Exercise instructions: Convert each line of the listing below into a row of a Markdown table, with the columns "No." for the row number and "Entry" for the line. Leave out any blank lines.

#### Data supplied

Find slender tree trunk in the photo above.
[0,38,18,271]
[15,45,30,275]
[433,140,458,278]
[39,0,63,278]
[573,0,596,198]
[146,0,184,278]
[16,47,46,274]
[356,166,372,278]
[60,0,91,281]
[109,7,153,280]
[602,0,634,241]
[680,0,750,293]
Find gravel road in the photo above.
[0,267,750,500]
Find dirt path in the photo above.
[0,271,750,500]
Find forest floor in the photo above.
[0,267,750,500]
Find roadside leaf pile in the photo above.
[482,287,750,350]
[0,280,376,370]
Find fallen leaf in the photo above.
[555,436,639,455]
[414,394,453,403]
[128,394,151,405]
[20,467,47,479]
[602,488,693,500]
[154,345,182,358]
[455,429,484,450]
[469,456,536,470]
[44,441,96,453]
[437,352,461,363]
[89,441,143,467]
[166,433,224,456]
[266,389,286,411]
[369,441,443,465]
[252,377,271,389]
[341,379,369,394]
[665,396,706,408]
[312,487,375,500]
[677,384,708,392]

########

Exercise solution:
| No. | Entry |
|---|---|
| 1 | Find slender tree trunk in the photo above. |
| 2 | [0,38,18,271] |
| 3 | [15,45,30,275] |
| 4 | [433,140,458,278] |
| 5 | [39,0,63,278] |
| 6 | [573,0,596,198] |
| 7 | [146,0,184,278] |
| 8 | [16,47,46,274] |
| 9 | [356,166,372,278] |
| 10 | [60,0,91,281] |
| 11 | [109,7,153,280] |
| 12 | [602,0,634,241] |
| 13 | [680,0,750,293] |
| 14 | Find gravel road in the photo above. |
| 15 | [0,267,750,500] |
| 16 | Find dirt path in the photo above. |
| 17 | [0,271,750,500] |
| 18 | Find forest floor in the photo above. |
| 19 | [0,267,750,500] |
| 20 | Find roadside leaf pile in the photo above. |
| 21 | [482,287,750,350] |
| 22 | [0,280,376,370] |
| 23 | Find fallen leaf in the photo above. |
| 24 | [555,436,639,455] |
| 25 | [414,394,453,403] |
| 26 | [128,394,151,405] |
| 27 | [20,467,47,479] |
| 28 | [602,488,693,500] |
| 29 | [154,345,182,358] |
| 30 | [455,429,484,450] |
| 31 | [469,456,536,470] |
| 32 | [44,441,96,453] |
| 33 | [437,352,461,363] |
| 34 | [89,441,143,467] |
| 35 | [166,433,224,456] |
| 36 | [266,389,286,411] |
| 37 | [369,441,443,465] |
| 38 | [252,377,271,389] |
| 39 | [341,379,369,394] |
| 40 | [665,396,706,408] |
| 41 | [312,487,375,500] |
| 42 | [677,384,708,392] |